***** Texte à lire *****

On utilise à cet effet divers produits organiques et minéraux qui, en se combinant avec le tanin, les acides et l’alcool, donnent des complexes insolubles et précipitables. Ceux qui sont le plus couramment employés sont les alginates, extraits des algues, la bentonite, la caséine, les colles de poisson2, extraites des os ou de la vessie natatoire de certains poissons, esturgeon notamment. Le soutirage en débarrassera le vin, dans lequel, comme d’ailleurs pour les produits décolorants, ils n’auront fait que passer pour y remplir leur fonction mais sans y laisser aucune trace. Avant l’emploi de certains produits de collage, il est indispensable de procéder au tanisage des vins, car on verra plus loin que les moûts provenant du pressurage champenois contiennent très peu de tanin.

Une fois collés, les vins sont laissés au repos en cave ou en cellier jusqu’au moment du troisième soutirage, le soutirage sur colle, pour lequel, plus encore que pour les précédents, on soutire fin clair, c’est-à-dire en prenant seulement le vin limpide et cristallin. On estime que 200 litres de vin collé donnent 195 litres de vin très clair et 5 litres de bas vin appelé encore marc de colle, que l’on filtre pour l’utiliser comme vin de boisson ou l’envoyer en distillerie. Ce dernier soutirage a lieu généralement en février ou au début du mois de mars ; il peut précéder immédiatement le tirage en mousseux.

*****

**À réaliser**:
(a) D'après le texte sur le collage des vins, combien de litres de vin très clair obtient-on à partir de 200 litres de vin collé ?
(b) Poursuivez le texte sur le collage des vins à partir de sa dernière phrase.
Les entrées qui suivent proviennent d'une autre source.

***** Entrées extraites *****

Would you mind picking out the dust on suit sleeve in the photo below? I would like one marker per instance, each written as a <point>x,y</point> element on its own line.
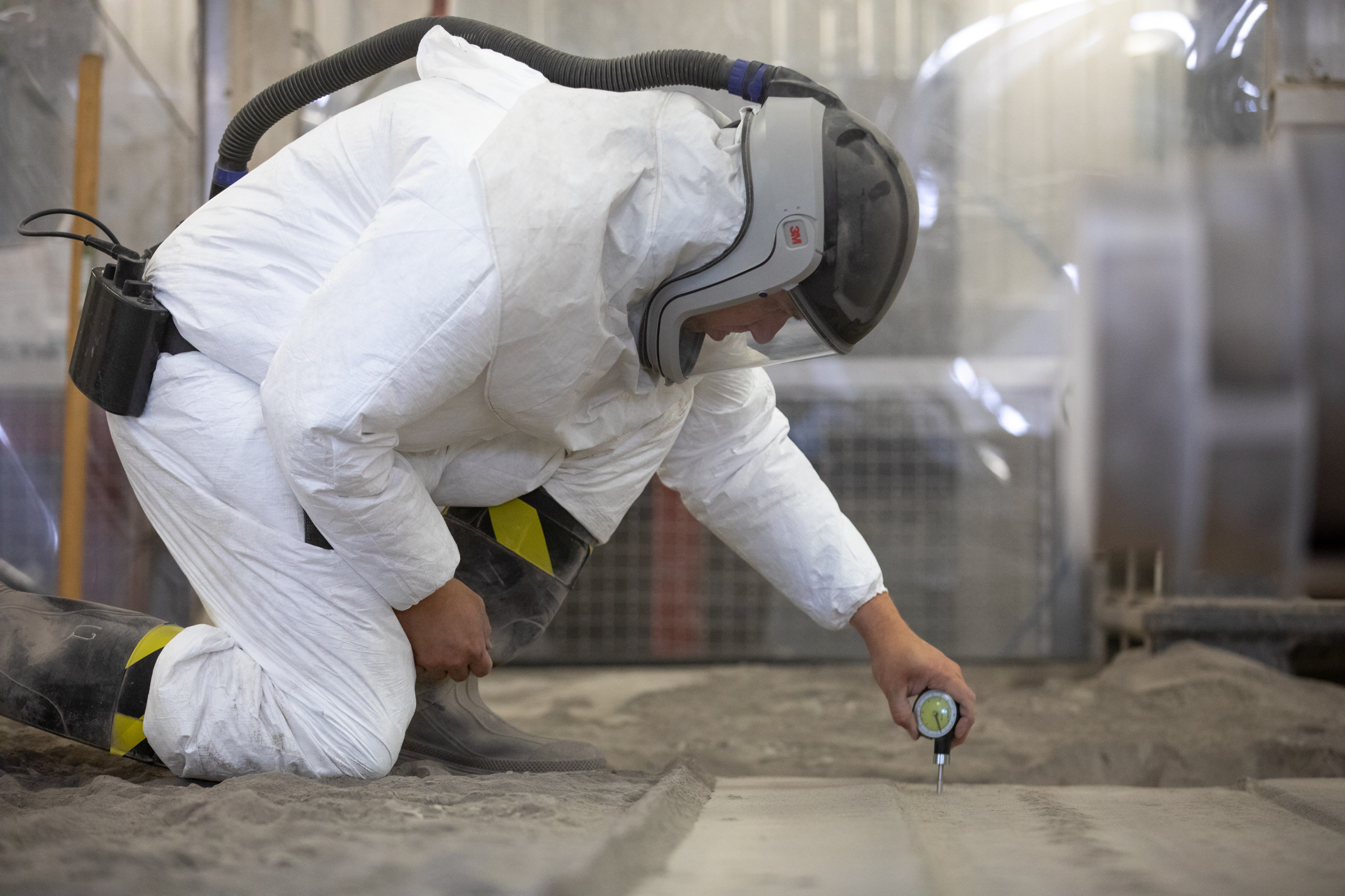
<point>390,335</point>
<point>740,475</point>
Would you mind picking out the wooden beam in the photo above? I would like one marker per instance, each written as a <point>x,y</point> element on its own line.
<point>75,467</point>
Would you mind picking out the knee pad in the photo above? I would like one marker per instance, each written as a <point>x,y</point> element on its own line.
<point>80,670</point>
<point>522,557</point>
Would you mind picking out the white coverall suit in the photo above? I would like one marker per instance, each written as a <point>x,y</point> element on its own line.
<point>424,303</point>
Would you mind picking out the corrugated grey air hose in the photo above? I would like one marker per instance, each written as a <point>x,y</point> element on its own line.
<point>660,69</point>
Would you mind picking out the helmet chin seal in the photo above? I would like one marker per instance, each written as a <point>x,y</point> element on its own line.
<point>832,220</point>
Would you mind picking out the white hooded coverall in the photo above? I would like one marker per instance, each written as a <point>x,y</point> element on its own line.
<point>424,303</point>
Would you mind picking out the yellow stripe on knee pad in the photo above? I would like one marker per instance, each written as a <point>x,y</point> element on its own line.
<point>128,731</point>
<point>154,640</point>
<point>520,530</point>
<point>127,734</point>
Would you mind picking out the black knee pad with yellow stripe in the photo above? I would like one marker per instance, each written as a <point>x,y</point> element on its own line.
<point>522,557</point>
<point>80,670</point>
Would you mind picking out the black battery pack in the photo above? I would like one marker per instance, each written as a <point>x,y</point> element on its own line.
<point>121,331</point>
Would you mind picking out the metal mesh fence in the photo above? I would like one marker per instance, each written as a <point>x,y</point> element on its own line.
<point>961,521</point>
<point>961,516</point>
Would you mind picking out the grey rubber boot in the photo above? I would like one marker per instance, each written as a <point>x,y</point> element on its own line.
<point>454,726</point>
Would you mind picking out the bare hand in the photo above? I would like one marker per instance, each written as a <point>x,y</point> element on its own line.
<point>450,633</point>
<point>906,666</point>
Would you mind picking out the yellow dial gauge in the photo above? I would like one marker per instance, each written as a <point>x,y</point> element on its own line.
<point>937,714</point>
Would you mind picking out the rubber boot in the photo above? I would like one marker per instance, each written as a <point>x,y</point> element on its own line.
<point>455,727</point>
<point>80,670</point>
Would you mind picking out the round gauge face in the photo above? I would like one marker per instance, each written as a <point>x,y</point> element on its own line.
<point>937,714</point>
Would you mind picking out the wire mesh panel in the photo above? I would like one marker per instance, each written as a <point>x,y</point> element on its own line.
<point>958,511</point>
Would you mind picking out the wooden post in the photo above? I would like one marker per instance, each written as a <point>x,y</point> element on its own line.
<point>75,467</point>
<point>676,617</point>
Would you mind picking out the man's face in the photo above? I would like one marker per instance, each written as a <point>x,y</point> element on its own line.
<point>763,317</point>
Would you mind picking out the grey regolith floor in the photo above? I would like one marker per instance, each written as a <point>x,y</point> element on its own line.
<point>1194,772</point>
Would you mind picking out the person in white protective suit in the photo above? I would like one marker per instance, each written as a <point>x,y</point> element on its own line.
<point>427,304</point>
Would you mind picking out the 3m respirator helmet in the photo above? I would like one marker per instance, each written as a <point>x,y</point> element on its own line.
<point>832,214</point>
<point>832,222</point>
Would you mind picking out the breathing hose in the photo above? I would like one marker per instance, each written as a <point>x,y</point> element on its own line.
<point>752,81</point>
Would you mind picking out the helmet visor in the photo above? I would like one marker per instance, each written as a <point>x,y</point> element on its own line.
<point>871,232</point>
<point>795,340</point>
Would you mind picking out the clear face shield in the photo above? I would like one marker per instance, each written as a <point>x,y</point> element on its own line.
<point>763,331</point>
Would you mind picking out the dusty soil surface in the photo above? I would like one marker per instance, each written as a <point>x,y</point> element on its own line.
<point>1191,716</point>
<point>78,821</point>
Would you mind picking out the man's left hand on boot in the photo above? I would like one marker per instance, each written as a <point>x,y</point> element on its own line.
<point>450,633</point>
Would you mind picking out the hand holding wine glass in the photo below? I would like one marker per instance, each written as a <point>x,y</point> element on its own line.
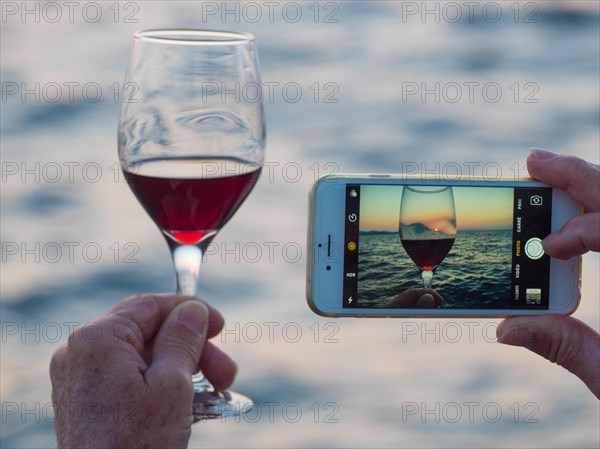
<point>191,145</point>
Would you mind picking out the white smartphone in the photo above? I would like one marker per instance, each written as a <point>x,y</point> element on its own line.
<point>403,246</point>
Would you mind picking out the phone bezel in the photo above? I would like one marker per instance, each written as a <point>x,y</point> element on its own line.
<point>326,223</point>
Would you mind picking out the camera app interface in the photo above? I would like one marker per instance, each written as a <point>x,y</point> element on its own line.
<point>446,247</point>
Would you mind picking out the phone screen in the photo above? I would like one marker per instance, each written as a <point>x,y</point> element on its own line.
<point>475,247</point>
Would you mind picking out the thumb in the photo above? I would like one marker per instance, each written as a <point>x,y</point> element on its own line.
<point>561,339</point>
<point>180,341</point>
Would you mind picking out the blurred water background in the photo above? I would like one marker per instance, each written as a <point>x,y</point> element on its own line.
<point>476,273</point>
<point>352,87</point>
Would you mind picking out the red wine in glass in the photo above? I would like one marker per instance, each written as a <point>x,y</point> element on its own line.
<point>428,253</point>
<point>191,199</point>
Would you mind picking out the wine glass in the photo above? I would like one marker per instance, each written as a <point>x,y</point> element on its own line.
<point>191,146</point>
<point>427,226</point>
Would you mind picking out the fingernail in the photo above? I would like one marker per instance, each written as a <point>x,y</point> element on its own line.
<point>514,336</point>
<point>194,315</point>
<point>541,154</point>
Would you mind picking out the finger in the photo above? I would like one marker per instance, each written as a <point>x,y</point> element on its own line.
<point>143,314</point>
<point>580,179</point>
<point>580,235</point>
<point>561,339</point>
<point>217,366</point>
<point>180,340</point>
<point>426,301</point>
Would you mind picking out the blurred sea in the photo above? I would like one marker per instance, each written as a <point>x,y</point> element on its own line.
<point>476,273</point>
<point>377,86</point>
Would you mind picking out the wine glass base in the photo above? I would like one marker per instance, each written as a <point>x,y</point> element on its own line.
<point>219,404</point>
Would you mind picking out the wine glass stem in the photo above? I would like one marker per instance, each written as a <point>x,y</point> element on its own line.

*****

**Résultats dans l'ordre**:
(a) On obtient 195 litres de vin très clair.

(b)
B. LA FILTRATION

Le collage est le plus souvent complété par la filtration, nécessaire en particulier pour la vinification en masse qui peut empêcher la colle de prendre convenablement. N’intéressant toutefois que les matières solides, la filtration ne peut se substituer au collage pour les particules pseudo-solubles.
La filtration se fait sur plaques à base de cellulose et de kieselgühr ou sur kieselgühr seul. Ce produit se présente sous forme d’une poudre blanchâtre extraite de la coquille de minuscules infusoires fossiles et de diatomées. Le kieselgühr est déposé sur des cadres-supports formant tamis, avec renouvellement continu du produit filtrant. La filtration, contrairement à ce qui est parfois avancé, n’affaiblit pas les vins ; ils peuvent paraître fatigués à l’issue de l’opération mais ils retrouvent après une période de repos leurs qualités premières. On utilise aussi pour la clarification des vins la centrifugation avec des centrifugeuses polisseuses qui donnent des résultats comparables à ceux de la filtration.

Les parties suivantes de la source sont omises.